Data shown —
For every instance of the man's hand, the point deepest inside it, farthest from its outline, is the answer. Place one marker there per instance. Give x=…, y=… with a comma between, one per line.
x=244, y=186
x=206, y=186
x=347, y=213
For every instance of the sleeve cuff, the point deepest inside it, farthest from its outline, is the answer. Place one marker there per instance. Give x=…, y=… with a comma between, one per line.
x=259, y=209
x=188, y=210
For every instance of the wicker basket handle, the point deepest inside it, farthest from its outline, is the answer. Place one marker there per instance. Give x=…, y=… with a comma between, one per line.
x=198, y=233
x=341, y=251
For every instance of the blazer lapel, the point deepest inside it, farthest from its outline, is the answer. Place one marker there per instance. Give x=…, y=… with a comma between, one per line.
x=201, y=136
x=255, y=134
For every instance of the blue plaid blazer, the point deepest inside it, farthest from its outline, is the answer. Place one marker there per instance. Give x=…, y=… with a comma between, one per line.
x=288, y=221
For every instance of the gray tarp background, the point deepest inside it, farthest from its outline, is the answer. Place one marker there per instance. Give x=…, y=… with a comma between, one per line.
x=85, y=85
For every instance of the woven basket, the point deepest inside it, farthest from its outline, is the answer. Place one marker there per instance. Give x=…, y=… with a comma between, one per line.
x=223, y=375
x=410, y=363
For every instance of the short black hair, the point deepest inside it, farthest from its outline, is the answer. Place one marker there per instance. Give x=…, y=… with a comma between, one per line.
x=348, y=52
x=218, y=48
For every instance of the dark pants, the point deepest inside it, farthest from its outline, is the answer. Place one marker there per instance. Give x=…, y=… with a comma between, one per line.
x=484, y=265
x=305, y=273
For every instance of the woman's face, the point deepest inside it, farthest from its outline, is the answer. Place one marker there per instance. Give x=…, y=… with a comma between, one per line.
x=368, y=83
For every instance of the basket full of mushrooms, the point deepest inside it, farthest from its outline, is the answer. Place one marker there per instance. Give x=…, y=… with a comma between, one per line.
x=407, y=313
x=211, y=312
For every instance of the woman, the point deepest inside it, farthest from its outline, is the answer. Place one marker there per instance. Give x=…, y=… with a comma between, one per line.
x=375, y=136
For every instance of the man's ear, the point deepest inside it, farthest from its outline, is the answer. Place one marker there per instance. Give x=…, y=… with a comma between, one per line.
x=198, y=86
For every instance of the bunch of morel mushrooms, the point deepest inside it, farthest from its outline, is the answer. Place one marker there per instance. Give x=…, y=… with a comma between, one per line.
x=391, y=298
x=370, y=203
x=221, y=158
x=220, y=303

Task prompt — Type out the entries again, word for word.

Solved problem —
For every instance of the man's hand, the point deepest inside it, farthest from its outline, is the answer. Place one marker there per instance. Give x=…, y=… with a comma between, one per line.
x=244, y=186
x=206, y=186
x=347, y=213
For every instance of the sleeve cuff, the point deepest inside it, farthest from its outline, is the answer. Place one marker there per instance. Give x=…, y=… with a comma between, one per line.
x=259, y=209
x=188, y=210
For every instance of the wicker basket handle, the point deepest inside it, farthest from its outline, is the answer. Place one marker there per instance. Give x=…, y=… with a comma between, one per line.
x=198, y=233
x=341, y=251
For every instance of the blazer lapel, the point deepest inside it, farthest from its outline, is the answer. Place one marker there per instance. Give x=…, y=… with a comma between, one per line.
x=201, y=136
x=255, y=134
For every instance of the blue plaid blazer, the point deepest inside it, farthest from its outline, is the answer. Place one marker there per instance. Give x=…, y=… with a comma between, one per line.
x=288, y=221
For every instance of the gray tarp background, the point deepest inside it, farthest from its outline, is the answer. Place one marker there per instance. Give x=…, y=… with a comma between, one per line.
x=85, y=85
For every instance of the woven basket, the point deepest inside it, farthest from its outline, is the answer. Place one marker there per instance. Give x=…, y=… with a comma between, one per line.
x=223, y=375
x=410, y=363
For every instance of the short black hair, the point deepest inside it, farthest from its outline, is the answer. Place one marker there per instance. Give x=…, y=… with a comma between, one per line.
x=348, y=52
x=218, y=48
For every instance of the dark pants, the point deepest inside it, farthest from its outline, is the answer. Place one marker there per instance. Give x=…, y=… with a comma between, one per line.
x=484, y=265
x=305, y=273
For every instance of the woman's face, the point deepest inside it, farthest from its outline, is the answer. Place one marker there per instance. Give x=…, y=… with a comma between, one per line.
x=368, y=83
For every instance of the basket full of mushrooms, the point deepest inside it, farthest from its outline, is the answer. Place one marker there per instance. Give x=…, y=… with a comma between, one per line.
x=407, y=313
x=211, y=312
For every instance of the woman, the point deepest inside it, farthest from its outline, is the answer. Place one marker there per instance. Give x=…, y=… with a comma between, one per line.
x=375, y=136
For every instance of the man's ear, the point deepest inside it, farthest from its outline, is the answer. Place one marker there per instance. Give x=…, y=… with a comma between, one per line.
x=198, y=86
For every instance of the bunch of morel mushrooms, the point deepest inside it, farthest from its outline, is the answer. Place one marker there per instance. Give x=…, y=… with a comma between, one per line.
x=391, y=298
x=370, y=203
x=221, y=158
x=220, y=303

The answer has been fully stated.